*** Text section ***

Dr. Scott Evans and his attorney say Oklahoma officials are being sore losers after voters legalized medical cannabis.

An Oklahoma doctor is suing the state over medical marijuana rules he claims are blocking patient access to the drug. Dr. Scott Evans says the Oklahoma Medical Marijuana Authority is denying his patients’ medical cannabis applications, deeming Evans’ recommendations invalid. Evans’ lawyer, Chad Moody, says the denials are hurting his client’s reputation and causing him to lose business. At the root of the problem, at least according to the OMMA, is vague wording in S.Q. 788, the state’s medical cannabis bill. But Evans maintains the state is playing semantics at the expense of patient access to medical cannabis.

Doctor Says Oklahoma Officials Are Using “Poison Pills” to Defeat Legal MMJ

In July, Oklahoma voters approved State Question 788, legalizing cannabis for medical use. Despite vocal opposition, 56 percent of voters approved the measure, which places control of medical cannabis use entirely with physicians and patients. SQ 788 did not include any restrictions based on qualifying conditions. As long as a doctor recommends it, patients can obtain medical cannabis. Or at least, they should be able to.

***

* **What is expected**: Write out the passage on the Oklahoma medical cannabis lawsuit exactly, from "Doctor Says Oklahoma" up to and including "be able to.".

*** Input data ***

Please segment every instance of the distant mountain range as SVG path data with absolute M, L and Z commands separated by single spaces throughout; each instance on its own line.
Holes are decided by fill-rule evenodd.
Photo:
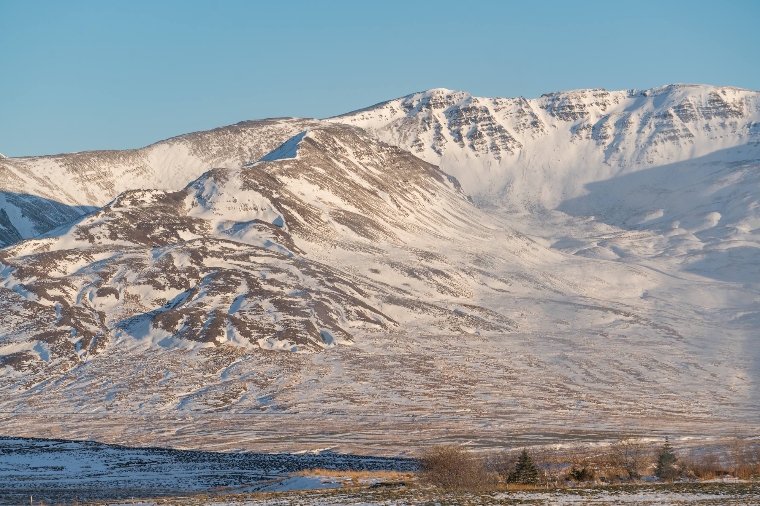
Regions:
M 0 404 L 756 420 L 758 199 L 701 85 L 3 158 Z

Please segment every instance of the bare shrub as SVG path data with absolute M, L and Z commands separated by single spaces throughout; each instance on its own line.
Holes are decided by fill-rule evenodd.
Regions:
M 420 468 L 423 479 L 449 490 L 483 489 L 496 482 L 483 459 L 454 445 L 425 448 L 420 459 Z
M 720 462 L 720 455 L 714 449 L 692 451 L 689 457 L 682 460 L 681 465 L 684 474 L 699 479 L 713 479 L 727 471 Z
M 651 451 L 644 441 L 634 434 L 625 434 L 610 448 L 610 464 L 630 479 L 638 479 L 641 471 L 651 463 Z

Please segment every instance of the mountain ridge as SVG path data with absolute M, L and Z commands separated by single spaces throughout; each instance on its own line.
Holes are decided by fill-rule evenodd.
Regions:
M 437 89 L 203 133 L 65 224 L 28 193 L 0 404 L 754 420 L 758 103 L 717 90 Z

***

* **Task answer**:
Doctor Says Oklahoma Officials Are Using “Poison Pills” to Defeat Legal MMJ

In July, Oklahoma voters approved State Question 788, legalizing cannabis for medical use. Despite vocal opposition, 56 percent of voters approved the measure, which places control of medical cannabis use entirely with physicians and patients. SQ 788 did not include any restrictions based on qualifying conditions. As long as a doctor recommends it, patients can obtain medical cannabis. Or at least, they should be able to.